**WHAT TO DO:** Copy the entries below exactly, but only from the line containing "the red sand" through the final line.

**MATERIAL SHOWN:**

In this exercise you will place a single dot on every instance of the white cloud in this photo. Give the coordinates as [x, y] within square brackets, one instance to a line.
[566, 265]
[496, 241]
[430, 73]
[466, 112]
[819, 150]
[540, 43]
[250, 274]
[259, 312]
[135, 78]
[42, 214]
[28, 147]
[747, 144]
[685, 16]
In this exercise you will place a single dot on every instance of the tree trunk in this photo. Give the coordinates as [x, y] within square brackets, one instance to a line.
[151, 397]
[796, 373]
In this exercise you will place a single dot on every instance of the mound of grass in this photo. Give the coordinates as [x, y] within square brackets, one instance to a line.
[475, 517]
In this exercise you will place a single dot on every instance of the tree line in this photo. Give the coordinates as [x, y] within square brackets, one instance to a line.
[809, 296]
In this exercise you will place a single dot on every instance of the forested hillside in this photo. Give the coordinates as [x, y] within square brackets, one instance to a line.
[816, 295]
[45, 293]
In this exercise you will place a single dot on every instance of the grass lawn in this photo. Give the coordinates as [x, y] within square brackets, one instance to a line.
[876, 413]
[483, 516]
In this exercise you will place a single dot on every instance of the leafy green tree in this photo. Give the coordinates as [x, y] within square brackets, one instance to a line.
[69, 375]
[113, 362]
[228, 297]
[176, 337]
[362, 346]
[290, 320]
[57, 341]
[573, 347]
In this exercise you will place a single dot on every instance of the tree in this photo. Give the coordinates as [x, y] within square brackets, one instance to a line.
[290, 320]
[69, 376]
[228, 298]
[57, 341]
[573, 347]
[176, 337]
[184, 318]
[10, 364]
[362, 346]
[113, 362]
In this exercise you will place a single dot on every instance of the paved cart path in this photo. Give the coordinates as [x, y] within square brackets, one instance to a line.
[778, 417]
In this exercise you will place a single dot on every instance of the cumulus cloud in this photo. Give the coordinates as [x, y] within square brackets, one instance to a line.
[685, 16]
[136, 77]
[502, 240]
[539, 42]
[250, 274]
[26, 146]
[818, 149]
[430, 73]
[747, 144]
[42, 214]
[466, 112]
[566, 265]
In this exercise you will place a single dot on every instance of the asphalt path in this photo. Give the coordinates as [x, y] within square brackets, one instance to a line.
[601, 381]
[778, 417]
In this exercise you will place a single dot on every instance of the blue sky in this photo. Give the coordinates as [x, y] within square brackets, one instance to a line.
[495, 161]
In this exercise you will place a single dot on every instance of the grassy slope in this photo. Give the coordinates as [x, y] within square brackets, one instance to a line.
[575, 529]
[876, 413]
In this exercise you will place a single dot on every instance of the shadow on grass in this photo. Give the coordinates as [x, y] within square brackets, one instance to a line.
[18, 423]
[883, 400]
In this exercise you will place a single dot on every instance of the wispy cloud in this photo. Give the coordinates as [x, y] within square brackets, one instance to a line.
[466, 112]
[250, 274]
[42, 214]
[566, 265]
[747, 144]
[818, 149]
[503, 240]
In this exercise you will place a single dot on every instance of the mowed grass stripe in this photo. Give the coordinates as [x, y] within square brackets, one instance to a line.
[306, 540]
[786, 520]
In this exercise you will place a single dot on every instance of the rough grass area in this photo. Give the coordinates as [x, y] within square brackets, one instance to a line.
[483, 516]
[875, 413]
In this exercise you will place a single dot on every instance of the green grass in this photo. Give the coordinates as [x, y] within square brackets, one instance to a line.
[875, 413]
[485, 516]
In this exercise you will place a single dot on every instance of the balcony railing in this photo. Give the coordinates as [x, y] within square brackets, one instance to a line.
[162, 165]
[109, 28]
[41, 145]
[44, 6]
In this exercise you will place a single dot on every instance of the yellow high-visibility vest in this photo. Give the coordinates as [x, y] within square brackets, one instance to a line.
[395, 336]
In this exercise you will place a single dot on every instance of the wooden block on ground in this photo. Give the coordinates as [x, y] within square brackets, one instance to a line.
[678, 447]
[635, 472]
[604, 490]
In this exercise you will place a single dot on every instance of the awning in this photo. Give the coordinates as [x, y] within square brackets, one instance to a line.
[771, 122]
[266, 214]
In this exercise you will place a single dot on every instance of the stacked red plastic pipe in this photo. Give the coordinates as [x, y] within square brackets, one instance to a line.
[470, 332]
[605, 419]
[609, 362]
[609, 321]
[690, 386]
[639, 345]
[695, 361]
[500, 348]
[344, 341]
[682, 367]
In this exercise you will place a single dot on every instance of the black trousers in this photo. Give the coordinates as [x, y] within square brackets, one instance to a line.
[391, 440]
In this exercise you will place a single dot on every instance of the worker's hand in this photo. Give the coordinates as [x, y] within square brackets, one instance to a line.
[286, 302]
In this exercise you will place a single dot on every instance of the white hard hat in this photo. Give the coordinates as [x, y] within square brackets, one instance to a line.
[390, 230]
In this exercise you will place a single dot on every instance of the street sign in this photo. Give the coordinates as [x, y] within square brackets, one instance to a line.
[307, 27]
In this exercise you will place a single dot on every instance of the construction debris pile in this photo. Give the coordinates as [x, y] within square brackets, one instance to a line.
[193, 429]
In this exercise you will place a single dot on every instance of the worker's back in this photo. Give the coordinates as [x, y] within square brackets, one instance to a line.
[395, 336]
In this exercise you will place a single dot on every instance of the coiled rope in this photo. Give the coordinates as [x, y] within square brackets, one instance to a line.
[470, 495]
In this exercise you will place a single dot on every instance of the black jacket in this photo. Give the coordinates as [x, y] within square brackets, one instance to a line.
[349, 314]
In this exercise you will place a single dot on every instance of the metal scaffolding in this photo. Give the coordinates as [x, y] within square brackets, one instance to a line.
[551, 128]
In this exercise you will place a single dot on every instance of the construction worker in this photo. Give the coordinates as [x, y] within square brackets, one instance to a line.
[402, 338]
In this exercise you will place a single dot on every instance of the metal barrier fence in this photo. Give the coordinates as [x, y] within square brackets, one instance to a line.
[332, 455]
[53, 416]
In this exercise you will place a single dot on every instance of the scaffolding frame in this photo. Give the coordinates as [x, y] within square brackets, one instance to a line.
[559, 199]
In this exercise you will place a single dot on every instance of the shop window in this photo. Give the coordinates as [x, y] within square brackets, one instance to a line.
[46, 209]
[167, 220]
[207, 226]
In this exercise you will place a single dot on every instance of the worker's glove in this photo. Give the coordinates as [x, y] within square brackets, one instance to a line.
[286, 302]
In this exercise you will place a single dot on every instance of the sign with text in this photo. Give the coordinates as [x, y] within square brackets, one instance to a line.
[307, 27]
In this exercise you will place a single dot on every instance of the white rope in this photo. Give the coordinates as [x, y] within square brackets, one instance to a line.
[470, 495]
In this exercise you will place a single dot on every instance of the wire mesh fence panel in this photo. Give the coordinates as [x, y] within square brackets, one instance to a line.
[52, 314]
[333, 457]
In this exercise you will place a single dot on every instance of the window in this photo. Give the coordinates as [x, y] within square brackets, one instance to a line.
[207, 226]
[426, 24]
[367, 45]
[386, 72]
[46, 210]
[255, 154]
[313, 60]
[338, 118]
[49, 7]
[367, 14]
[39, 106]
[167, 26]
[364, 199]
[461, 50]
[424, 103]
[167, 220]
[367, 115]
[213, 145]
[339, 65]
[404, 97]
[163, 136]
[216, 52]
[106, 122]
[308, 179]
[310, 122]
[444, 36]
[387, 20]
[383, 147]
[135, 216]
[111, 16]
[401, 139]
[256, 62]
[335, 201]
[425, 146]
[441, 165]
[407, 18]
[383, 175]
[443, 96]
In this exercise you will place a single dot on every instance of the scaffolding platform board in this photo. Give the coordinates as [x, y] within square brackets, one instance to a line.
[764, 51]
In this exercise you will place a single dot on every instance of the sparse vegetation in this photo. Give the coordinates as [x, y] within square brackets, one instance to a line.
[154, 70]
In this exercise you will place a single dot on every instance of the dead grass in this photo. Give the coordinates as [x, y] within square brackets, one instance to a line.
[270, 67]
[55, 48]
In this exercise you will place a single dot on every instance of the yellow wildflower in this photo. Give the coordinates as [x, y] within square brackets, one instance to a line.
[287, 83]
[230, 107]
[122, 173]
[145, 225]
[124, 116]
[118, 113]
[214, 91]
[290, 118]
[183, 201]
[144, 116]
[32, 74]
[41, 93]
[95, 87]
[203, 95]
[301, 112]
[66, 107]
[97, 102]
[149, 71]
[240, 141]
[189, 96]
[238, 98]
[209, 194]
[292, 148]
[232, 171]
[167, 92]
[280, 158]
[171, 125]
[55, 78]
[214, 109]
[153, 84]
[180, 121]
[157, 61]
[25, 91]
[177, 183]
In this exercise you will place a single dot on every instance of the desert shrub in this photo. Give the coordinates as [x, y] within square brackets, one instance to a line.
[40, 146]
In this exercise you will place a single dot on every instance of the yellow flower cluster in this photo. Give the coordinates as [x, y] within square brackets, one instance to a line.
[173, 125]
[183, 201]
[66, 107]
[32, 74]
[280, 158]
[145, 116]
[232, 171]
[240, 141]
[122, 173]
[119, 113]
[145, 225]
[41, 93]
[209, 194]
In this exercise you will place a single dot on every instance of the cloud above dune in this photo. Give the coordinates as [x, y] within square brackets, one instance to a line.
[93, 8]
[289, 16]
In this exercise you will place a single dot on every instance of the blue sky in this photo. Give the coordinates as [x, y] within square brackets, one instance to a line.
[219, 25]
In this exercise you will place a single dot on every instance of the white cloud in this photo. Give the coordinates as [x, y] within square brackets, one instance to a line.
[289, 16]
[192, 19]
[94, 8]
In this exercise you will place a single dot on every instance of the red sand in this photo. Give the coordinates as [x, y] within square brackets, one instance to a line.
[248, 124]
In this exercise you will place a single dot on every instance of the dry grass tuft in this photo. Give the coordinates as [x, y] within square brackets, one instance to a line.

**WRITTEN SOLUTION:**
In this exercise you will place a single dot on every instance of the red sand in this photo. Give the coordinates as [x, y] within square brackets, one instance to a line.
[248, 124]
In this exercise you will place a single dot on every instance of the dry grass tuft in this photo. Give the coordinates as [x, y] within square brackets, one instance to a line.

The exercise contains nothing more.